◆ **REQUIRED WORK**
The answer should be an exact repeat of the stretch of material below from the line containing "on the open" through the line containing "Query: brown handbag".

◆ **MATERIAL PROVIDED**
= Beginning of Section =

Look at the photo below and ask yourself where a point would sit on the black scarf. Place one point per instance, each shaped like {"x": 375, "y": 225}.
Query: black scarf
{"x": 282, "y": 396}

= End of Section =
= Beginning of Section =

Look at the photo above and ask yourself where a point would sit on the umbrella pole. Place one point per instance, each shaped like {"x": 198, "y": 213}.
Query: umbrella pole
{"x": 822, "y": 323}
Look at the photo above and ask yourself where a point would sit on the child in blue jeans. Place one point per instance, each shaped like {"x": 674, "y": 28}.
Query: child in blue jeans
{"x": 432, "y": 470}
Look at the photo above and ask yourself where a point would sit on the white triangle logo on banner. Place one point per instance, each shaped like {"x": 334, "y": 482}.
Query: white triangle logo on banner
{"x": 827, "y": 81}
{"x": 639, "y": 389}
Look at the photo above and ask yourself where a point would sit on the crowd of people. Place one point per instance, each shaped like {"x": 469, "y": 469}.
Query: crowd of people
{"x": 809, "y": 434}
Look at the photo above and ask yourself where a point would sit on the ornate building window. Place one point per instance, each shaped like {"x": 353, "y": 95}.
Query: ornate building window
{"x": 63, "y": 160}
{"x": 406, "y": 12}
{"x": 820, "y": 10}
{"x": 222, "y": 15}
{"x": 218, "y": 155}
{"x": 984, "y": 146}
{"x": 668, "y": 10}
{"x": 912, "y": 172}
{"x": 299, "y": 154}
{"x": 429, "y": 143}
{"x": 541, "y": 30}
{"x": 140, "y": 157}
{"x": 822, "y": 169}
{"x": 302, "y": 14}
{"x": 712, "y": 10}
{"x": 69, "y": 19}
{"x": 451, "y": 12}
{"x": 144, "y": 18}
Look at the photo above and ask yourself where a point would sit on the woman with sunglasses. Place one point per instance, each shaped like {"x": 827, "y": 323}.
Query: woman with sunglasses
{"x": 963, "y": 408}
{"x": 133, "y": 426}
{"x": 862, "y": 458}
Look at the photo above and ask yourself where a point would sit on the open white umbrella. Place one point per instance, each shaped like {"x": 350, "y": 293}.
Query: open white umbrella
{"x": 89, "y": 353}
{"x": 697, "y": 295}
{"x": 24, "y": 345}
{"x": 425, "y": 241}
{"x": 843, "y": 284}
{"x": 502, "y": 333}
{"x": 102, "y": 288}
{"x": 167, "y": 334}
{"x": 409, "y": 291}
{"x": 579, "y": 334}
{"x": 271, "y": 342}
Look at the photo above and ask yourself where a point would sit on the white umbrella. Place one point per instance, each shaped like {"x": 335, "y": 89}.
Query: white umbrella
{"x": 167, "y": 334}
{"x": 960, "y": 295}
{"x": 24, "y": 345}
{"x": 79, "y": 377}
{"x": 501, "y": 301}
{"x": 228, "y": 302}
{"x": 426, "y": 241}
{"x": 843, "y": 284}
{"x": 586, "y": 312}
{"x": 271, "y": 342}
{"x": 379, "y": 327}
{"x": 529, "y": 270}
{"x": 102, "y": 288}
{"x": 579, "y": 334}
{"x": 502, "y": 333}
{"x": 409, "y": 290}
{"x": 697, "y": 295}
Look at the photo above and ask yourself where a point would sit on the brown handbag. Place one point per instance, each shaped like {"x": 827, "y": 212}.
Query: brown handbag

= End of Section =

◆ **ANSWER FOR THE TASK**
Look at the photo above and ask yourself where a point would sit on the open white umbrella. Place one point per instance, each shaped like {"x": 350, "y": 293}.
Query: open white umbrella
{"x": 89, "y": 353}
{"x": 697, "y": 295}
{"x": 24, "y": 345}
{"x": 425, "y": 241}
{"x": 843, "y": 284}
{"x": 502, "y": 333}
{"x": 102, "y": 288}
{"x": 167, "y": 334}
{"x": 409, "y": 291}
{"x": 579, "y": 334}
{"x": 271, "y": 342}
Look at the photo above and ask yourself where a point would sit on the white umbrella. Place one point per instance, each shaped like {"x": 335, "y": 89}.
Query: white umbrella
{"x": 167, "y": 334}
{"x": 960, "y": 295}
{"x": 24, "y": 345}
{"x": 79, "y": 377}
{"x": 501, "y": 301}
{"x": 228, "y": 302}
{"x": 426, "y": 241}
{"x": 843, "y": 284}
{"x": 586, "y": 312}
{"x": 271, "y": 342}
{"x": 379, "y": 327}
{"x": 529, "y": 270}
{"x": 102, "y": 288}
{"x": 579, "y": 334}
{"x": 502, "y": 333}
{"x": 409, "y": 290}
{"x": 697, "y": 295}
Look at the photo above and ask yourself where a point would sit on the brown handbag. Place one point per instance, each shaped like {"x": 827, "y": 212}.
Query: brown handbag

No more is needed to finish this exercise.